## Tasks:
(a) Answer these questions from the piece on the Vox suspension, please, marking each answer to match.
(i) About how many protesters were in the crowd at the San Jose rally?
(ii) What phrase did Andrew Sullivan use for Trump?
(iii) In what month was the video with Ezra Klein's remarks on Trump posted?
(b) Translate this sentence from the piece on the Vox suspension into Spanish: "Rensin was castigated for inciting violence and suspended by Vox."
(c) Condense the paragraph of the piece on the Vox suspension that begins "Such is the case right now at Vox" into a bulleted list that keeps its main facts.

### Source

Here’s an experiment. Tell a large group of people who depend on you for authoritative information and societal analysis that someone is fascism incarnate for months on end. Cast this person as a singular threat to democracy who, if he hasn’t already, will do everything in his power to subvert the very freedoms that their lives are based upon. After whipping the group into a frenzy, such that they react to the physical presence of this person as an occasion to riot, condemn them for acting on what you’ve told them.
Such is the case right now at Vox, which recently suspended editor Emmett Rensin for his tweets that encouraged people to riot at Trump rallies. The offending tweets were, of course, sent out on a night when an actual riot took place, when supporters at a Trump rally in San Jose were beaten, bloodied, pelted with eggs, and generally harassed by a crowd of close to 400 protesters. Rensin was castigated for inciting violence and suspended by Vox. In a statement, editor-in-chief Ezra Klein said that while Vox doesn’t “take institutional positions on most questions,” Rensin had crossed a boundary by “directly encouraging dangerous, illegal activity,” and would be suspended as such.
This, of course, is the same Ezra Klein who, in a video posted back in February, called Donald Trump “dangerous”, “extreme”, and “terrifying.” The same Ezra Klein whose website publishes articles like this, this, and this, that last one coming just yesterday.
But it’s not just Vox. Every publication from the New York Times to The Atlantic and every public intellectual worth their salt has either outright compared Trump to Hitler or painted him as the harbinger of the end-times. Even Andrew Sullivan called him an “extinction-level threat.”
As Rensin tweeted:
Listen, if Trump is Hitler then you’ve got no business condemning rioters. If he isn’t, you’ve got no business pretending normal is better.
— Emmett Rensin (@emmettrensin) June 3, 2016
He followed that up with a lot more of the same, but it basically boils down to this: if liberal publications and intelligentsia believe what they say, i.e., that Trump is a fascist demagogue who will unequivocally destroy democracy and America’s reputation in the world, then how can they turn around and condemn their readers for acting on the information presented to them?

######
### Provided information

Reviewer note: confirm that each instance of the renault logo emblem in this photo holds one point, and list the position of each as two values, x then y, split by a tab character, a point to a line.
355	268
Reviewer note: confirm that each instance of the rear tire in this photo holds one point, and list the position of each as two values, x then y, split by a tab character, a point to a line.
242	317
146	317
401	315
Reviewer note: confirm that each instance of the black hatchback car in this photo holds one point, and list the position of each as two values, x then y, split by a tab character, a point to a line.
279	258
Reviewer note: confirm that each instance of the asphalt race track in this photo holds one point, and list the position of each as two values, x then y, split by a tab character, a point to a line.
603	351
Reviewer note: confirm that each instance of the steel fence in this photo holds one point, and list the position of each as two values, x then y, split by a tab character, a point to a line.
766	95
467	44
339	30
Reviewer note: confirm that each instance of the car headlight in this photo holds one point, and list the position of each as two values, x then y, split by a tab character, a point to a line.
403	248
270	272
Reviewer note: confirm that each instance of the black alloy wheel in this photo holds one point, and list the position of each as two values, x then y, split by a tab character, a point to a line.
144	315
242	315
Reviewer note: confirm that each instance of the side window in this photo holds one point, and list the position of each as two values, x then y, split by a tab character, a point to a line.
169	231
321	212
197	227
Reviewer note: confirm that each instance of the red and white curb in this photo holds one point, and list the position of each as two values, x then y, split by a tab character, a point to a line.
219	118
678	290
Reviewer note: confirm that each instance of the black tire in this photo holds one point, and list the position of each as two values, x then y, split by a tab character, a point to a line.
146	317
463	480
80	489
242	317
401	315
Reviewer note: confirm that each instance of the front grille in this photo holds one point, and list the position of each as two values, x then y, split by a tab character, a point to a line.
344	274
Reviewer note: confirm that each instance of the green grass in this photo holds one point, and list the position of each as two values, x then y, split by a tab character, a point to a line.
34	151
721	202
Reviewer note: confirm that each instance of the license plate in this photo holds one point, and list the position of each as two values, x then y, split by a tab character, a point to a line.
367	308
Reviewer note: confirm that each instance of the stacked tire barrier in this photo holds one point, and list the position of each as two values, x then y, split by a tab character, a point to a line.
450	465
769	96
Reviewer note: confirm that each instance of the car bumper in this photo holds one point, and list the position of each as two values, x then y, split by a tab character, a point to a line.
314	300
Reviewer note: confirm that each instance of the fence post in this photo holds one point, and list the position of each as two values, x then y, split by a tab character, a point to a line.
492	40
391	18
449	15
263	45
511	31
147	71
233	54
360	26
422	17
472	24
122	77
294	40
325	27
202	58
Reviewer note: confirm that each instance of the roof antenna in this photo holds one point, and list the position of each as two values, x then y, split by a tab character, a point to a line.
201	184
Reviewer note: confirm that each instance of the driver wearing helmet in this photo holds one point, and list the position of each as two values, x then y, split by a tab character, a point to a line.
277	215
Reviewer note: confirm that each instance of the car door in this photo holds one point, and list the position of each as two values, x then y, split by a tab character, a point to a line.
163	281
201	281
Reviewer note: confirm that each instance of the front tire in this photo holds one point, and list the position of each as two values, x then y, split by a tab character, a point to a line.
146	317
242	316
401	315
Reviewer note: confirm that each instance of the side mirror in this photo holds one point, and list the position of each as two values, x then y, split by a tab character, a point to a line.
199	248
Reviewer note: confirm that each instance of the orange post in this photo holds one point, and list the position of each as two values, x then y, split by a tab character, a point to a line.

######

## Expected answers:
(a)
(i) Close to 400.
(ii) An "extinction-level threat."
(iii) February.

(b) Rensin fue duramente criticado por incitar a la violencia y suspendido por Vox.

(c)
- Vox suspended editor Emmett Rensin for tweets encouraging people to riot at Trump rallies.
- He sent the tweets on the night of a riot at a Trump rally in San Jose, where close to 400 protesters beat, bloodied, egged, and harassed supporters.
- Rensin was castigated for inciting violence.
- Editor-in-chief Ezra Klein said Vox doesn't "take institutional positions on most questions," but Rensin crossed a boundary by "directly encouraging dangerous, illegal activity."